■ Task goal: Copy out the following records line for line, with no changes.

■ Source data:
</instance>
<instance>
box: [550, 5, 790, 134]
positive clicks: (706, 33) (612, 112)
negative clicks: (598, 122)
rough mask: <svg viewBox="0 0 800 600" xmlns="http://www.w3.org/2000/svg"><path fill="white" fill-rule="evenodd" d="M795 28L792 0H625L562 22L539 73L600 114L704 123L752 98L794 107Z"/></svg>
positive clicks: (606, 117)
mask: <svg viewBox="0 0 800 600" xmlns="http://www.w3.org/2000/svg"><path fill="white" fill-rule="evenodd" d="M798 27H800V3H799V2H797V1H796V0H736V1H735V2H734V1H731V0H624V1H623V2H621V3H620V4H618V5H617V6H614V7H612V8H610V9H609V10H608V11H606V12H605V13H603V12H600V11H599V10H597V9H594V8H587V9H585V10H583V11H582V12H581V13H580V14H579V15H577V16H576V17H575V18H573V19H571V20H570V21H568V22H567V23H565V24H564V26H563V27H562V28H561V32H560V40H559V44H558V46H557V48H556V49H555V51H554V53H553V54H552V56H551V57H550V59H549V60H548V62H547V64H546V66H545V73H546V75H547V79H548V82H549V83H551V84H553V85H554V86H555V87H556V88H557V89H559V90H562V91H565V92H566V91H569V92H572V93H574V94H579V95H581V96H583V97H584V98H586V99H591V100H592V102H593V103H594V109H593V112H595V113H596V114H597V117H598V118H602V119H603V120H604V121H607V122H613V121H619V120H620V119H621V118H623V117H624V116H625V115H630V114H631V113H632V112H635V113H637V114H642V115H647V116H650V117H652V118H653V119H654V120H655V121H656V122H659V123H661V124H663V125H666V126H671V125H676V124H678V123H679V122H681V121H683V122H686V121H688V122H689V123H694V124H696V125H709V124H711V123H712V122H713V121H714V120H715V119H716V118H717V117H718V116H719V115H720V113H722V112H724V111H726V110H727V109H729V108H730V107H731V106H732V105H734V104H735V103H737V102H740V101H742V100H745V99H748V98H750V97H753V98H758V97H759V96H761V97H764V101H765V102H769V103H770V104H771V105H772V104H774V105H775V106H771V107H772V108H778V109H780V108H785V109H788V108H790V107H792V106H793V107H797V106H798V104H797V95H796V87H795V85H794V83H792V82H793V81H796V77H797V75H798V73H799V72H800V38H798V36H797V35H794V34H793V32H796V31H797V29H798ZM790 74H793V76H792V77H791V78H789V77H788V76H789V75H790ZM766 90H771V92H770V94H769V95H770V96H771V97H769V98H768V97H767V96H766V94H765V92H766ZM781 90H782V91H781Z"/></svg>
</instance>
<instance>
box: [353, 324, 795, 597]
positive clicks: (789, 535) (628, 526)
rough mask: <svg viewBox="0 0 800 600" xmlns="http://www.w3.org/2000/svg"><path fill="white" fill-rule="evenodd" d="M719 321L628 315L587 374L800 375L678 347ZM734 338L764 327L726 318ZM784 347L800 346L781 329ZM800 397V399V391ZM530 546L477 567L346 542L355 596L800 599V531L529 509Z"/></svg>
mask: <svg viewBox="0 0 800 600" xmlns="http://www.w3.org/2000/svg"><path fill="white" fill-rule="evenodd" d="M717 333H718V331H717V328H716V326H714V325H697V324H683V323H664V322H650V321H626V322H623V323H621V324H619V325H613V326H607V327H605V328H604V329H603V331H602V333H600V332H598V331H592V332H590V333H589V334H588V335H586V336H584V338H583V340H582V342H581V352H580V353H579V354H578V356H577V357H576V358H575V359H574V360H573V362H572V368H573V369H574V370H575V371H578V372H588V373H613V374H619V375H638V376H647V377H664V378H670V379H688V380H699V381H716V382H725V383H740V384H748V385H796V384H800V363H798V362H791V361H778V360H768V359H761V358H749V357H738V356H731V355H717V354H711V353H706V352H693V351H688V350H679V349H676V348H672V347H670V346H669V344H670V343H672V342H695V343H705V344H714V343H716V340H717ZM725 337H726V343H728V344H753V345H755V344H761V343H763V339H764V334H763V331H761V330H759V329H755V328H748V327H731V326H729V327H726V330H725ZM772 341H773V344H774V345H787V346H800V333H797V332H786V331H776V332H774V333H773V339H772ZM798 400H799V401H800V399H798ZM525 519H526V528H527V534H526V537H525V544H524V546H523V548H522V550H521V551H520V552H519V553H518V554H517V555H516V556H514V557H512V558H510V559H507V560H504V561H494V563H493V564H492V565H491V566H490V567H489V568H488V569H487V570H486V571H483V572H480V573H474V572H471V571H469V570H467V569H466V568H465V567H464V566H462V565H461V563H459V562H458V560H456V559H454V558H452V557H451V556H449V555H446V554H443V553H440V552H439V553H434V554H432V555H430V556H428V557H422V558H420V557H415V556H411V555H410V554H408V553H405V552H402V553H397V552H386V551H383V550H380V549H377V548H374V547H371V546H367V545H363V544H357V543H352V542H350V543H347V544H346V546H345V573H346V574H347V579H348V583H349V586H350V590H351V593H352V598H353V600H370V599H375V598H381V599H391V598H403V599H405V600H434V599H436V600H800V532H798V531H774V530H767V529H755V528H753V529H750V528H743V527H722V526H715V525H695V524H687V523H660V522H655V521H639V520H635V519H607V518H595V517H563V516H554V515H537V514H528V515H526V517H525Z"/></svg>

■ Finished task:
</instance>
<instance>
box: [550, 5, 790, 134]
positive clicks: (706, 33) (612, 112)
negative clicks: (598, 122)
rough mask: <svg viewBox="0 0 800 600" xmlns="http://www.w3.org/2000/svg"><path fill="white" fill-rule="evenodd" d="M795 28L792 0H625L562 22L539 73L600 114L704 123L752 98L794 107Z"/></svg>
positive clicks: (606, 117)
mask: <svg viewBox="0 0 800 600" xmlns="http://www.w3.org/2000/svg"><path fill="white" fill-rule="evenodd" d="M798 27H800V3H799V2H797V1H796V0H736V1H735V2H734V1H731V0H624V1H623V2H621V3H620V4H618V5H617V6H614V7H612V8H610V9H609V10H608V11H606V12H605V13H603V12H600V11H599V10H597V9H594V8H587V9H585V10H583V11H582V12H581V13H580V14H579V15H577V16H576V17H575V18H573V19H571V20H570V21H568V22H567V23H565V24H564V26H563V27H562V28H561V32H560V40H559V44H558V46H557V48H556V49H555V51H554V53H553V54H552V56H551V57H550V59H549V60H548V62H547V64H546V66H545V73H546V75H547V79H548V82H549V83H551V84H553V85H554V86H555V87H556V88H557V89H559V90H562V91H565V92H566V91H569V92H572V93H574V94H579V95H581V96H583V97H584V98H586V99H591V100H592V102H593V103H594V109H593V112H595V113H596V114H597V117H598V118H602V119H603V120H604V121H607V122H613V121H619V120H620V119H621V118H623V117H624V116H625V115H630V114H631V113H632V112H635V113H637V114H642V115H647V116H650V117H652V118H653V119H654V120H655V121H656V122H659V123H661V124H663V125H666V126H671V125H676V124H678V123H679V122H681V121H683V122H686V121H688V122H689V123H694V124H696V125H709V124H711V123H712V122H713V121H714V120H715V119H716V118H717V117H718V116H719V115H720V113H722V112H724V111H726V110H727V109H729V108H730V107H731V106H732V105H734V104H735V103H737V102H740V101H742V100H745V99H748V98H750V97H753V98H758V97H759V96H761V97H764V101H765V102H769V103H770V104H771V105H772V104H774V105H775V106H771V107H772V108H778V109H780V108H785V109H788V108H790V107H792V106H793V107H797V106H798V104H797V95H796V87H795V85H794V83H792V82H793V81H796V77H797V75H798V73H799V72H800V38H798V36H797V35H794V34H793V32H796V31H797V29H798ZM790 74H793V76H792V77H791V78H789V77H788V76H789V75H790ZM766 90H771V92H770V94H769V95H770V96H771V97H769V98H768V97H767V96H766V94H765V92H766ZM781 90H782V91H781Z"/></svg>
</instance>
<instance>
box: [353, 324, 795, 597]
positive clicks: (789, 535) (628, 526)
rough mask: <svg viewBox="0 0 800 600" xmlns="http://www.w3.org/2000/svg"><path fill="white" fill-rule="evenodd" d="M719 321L628 315L587 374L800 375L678 347ZM734 338L764 327L726 318ZM784 347L800 346L781 329ZM800 397V399V391ZM530 546L477 567L346 542L355 596L800 599V531L529 509Z"/></svg>
mask: <svg viewBox="0 0 800 600" xmlns="http://www.w3.org/2000/svg"><path fill="white" fill-rule="evenodd" d="M717 333H718V331H717V328H716V326H714V325H697V324H683V323H664V322H650V321H626V322H623V323H621V324H619V325H613V326H607V327H605V328H604V329H603V331H602V333H600V332H598V331H592V332H590V333H589V334H588V335H586V336H584V338H583V340H582V342H581V352H580V353H579V354H578V356H577V357H576V358H575V359H574V360H573V362H572V368H573V369H574V370H575V371H578V372H588V373H613V374H619V375H638V376H647V377H664V378H670V379H688V380H699V381H716V382H725V383H740V384H748V385H796V384H800V363H798V362H791V361H778V360H768V359H761V358H749V357H738V356H731V355H717V354H711V353H706V352H693V351H688V350H679V349H676V348H672V347H670V346H669V344H670V343H672V342H695V343H705V344H714V343H716V340H717ZM725 337H726V343H728V344H753V345H755V344H761V343H763V339H764V334H763V331H761V330H759V329H755V328H748V327H731V326H729V327H726V330H725ZM772 341H773V344H774V345H787V346H800V333H797V332H786V331H776V332H774V333H773V339H772ZM798 400H799V401H800V399H798ZM525 519H526V528H527V534H526V537H525V544H524V546H523V548H522V550H521V551H520V552H519V553H518V554H517V555H516V556H514V557H512V558H510V559H507V560H504V561H494V563H493V564H492V565H491V566H490V567H489V568H488V569H487V570H486V571H483V572H480V573H474V572H471V571H469V570H467V569H466V568H465V567H464V566H462V565H461V563H459V562H458V560H456V559H454V558H452V557H451V556H449V555H446V554H443V553H440V552H439V553H434V554H432V555H430V556H428V557H422V558H420V557H415V556H411V555H410V554H408V553H405V552H402V553H397V552H386V551H383V550H380V549H377V548H374V547H371V546H367V545H363V544H357V543H352V542H350V543H347V544H346V546H345V573H346V574H347V579H348V583H349V586H350V590H351V593H352V598H353V600H370V599H375V598H381V599H391V598H403V599H405V600H434V599H436V600H800V532H798V531H774V530H767V529H755V528H753V529H750V528H743V527H722V526H715V525H695V524H687V523H660V522H655V521H639V520H635V519H607V518H595V517H563V516H554V515H537V514H528V515H526V517H525Z"/></svg>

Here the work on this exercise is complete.